## AIM OF THE EXERCISE
Start at the line containing "Where can you find the man's hand" and transcribe every line exactly through the end of the records below, and only those lines.

Coordinate labeling data:
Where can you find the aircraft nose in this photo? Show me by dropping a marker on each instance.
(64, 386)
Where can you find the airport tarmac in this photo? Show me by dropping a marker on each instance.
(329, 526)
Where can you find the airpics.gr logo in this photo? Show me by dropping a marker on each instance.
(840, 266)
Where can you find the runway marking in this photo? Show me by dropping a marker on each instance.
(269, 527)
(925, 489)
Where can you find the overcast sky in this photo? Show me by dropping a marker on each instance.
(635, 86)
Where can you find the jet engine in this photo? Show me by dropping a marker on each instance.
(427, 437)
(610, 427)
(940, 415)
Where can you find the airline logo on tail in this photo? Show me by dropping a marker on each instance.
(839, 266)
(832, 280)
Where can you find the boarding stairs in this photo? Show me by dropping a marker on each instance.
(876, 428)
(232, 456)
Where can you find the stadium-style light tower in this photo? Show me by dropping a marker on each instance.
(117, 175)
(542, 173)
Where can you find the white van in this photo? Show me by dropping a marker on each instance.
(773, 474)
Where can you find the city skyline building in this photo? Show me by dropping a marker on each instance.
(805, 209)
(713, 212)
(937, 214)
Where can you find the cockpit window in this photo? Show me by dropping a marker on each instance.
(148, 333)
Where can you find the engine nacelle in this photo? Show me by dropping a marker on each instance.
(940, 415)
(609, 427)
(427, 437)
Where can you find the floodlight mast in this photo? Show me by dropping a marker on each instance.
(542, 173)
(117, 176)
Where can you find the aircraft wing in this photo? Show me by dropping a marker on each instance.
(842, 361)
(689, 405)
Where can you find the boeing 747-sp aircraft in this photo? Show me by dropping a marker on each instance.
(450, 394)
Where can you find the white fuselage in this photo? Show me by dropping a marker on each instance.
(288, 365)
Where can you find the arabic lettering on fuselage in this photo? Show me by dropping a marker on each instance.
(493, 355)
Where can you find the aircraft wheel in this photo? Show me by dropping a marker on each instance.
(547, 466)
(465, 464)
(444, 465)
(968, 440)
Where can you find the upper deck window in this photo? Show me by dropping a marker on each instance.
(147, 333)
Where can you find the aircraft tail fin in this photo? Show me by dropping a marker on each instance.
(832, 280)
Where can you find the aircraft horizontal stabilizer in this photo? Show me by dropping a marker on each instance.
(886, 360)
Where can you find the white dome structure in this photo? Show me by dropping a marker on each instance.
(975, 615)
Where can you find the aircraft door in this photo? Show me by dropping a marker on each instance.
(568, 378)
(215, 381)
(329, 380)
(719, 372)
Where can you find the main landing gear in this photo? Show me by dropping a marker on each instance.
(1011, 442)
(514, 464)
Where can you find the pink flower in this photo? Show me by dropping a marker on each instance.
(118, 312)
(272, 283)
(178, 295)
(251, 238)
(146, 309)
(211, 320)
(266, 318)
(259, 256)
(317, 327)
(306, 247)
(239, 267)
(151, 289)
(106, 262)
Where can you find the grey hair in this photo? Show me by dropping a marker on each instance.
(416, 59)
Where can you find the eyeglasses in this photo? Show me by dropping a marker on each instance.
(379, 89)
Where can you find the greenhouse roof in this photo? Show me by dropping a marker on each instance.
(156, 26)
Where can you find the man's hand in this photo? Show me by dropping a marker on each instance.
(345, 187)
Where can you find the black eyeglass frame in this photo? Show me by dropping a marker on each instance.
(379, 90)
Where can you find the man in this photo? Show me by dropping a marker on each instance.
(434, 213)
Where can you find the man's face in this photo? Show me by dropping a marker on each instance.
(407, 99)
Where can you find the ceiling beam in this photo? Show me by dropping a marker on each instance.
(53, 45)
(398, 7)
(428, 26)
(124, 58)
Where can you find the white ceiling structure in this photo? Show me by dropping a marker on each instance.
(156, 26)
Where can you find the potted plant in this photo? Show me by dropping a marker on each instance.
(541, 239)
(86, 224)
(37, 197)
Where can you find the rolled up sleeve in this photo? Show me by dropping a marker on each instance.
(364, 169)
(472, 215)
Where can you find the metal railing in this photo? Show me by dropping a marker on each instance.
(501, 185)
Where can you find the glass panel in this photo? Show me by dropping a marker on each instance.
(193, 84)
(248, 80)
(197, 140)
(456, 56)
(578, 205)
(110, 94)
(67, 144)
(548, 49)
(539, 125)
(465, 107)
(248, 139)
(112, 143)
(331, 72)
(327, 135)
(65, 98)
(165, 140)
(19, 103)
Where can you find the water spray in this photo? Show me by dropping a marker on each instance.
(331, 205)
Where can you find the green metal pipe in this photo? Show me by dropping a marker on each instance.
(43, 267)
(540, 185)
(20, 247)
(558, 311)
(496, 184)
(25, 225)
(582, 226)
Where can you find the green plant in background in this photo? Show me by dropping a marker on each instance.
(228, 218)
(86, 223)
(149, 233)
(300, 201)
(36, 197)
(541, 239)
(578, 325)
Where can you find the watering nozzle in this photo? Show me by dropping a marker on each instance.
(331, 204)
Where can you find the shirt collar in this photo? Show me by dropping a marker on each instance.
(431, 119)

## OUTPUT FOR THIS EXERCISE
Where can you find the man's hand in this photo? Show me by dropping a marker on each instance.
(345, 187)
Where can you find the black eyeglass frame in this photo? Show me by dropping a marker on each instance.
(379, 90)
Where can you find the man in this photo? Show me by dropping a marker on each instance.
(434, 213)
Where can you find the man's face in this photo? Show me by dropping a marker on each instance.
(407, 99)
Where can you find the ceiling beam in this photo? Show me by dropping a marker on each instance.
(53, 45)
(398, 7)
(428, 26)
(124, 58)
Where can you find the white ceiling structure in this photo? Show me by dropping a marker on each instance.
(156, 26)
Where can you find the potted plant in this photo? Show me by dropping a marker on each instance.
(541, 239)
(86, 224)
(37, 197)
Where can you find the rolled up sleeve in this photo? Show me by dropping a marker on each instance.
(364, 169)
(472, 215)
Where can you find the metal railing in this photo? Show me by dropping a marker on each instance.
(501, 185)
Where can you find the glass panel in this photo? Show me by dropping a marker on each instance.
(193, 84)
(248, 80)
(197, 140)
(456, 56)
(578, 205)
(110, 94)
(67, 144)
(548, 49)
(539, 125)
(465, 107)
(248, 139)
(112, 143)
(331, 72)
(327, 135)
(65, 98)
(165, 140)
(19, 103)
Where can you find the water spray in this photo? Show me by dropping a marker on each instance.
(331, 205)
Where can you find the green metal pipe in this photo? Show me by dropping a marker on each instance.
(43, 267)
(540, 185)
(20, 247)
(558, 311)
(496, 184)
(25, 225)
(582, 226)
Where can you find the green plant in background in this photo? Show me by dropping a marker on each instance.
(228, 218)
(86, 223)
(149, 233)
(300, 201)
(36, 197)
(541, 239)
(578, 325)
Where can you find the watering nozzle in this photo? Show me by dropping a marker on each instance.
(331, 204)
Where can you find the shirt collar in this photo? Show me by dropping a marker on each instance.
(431, 119)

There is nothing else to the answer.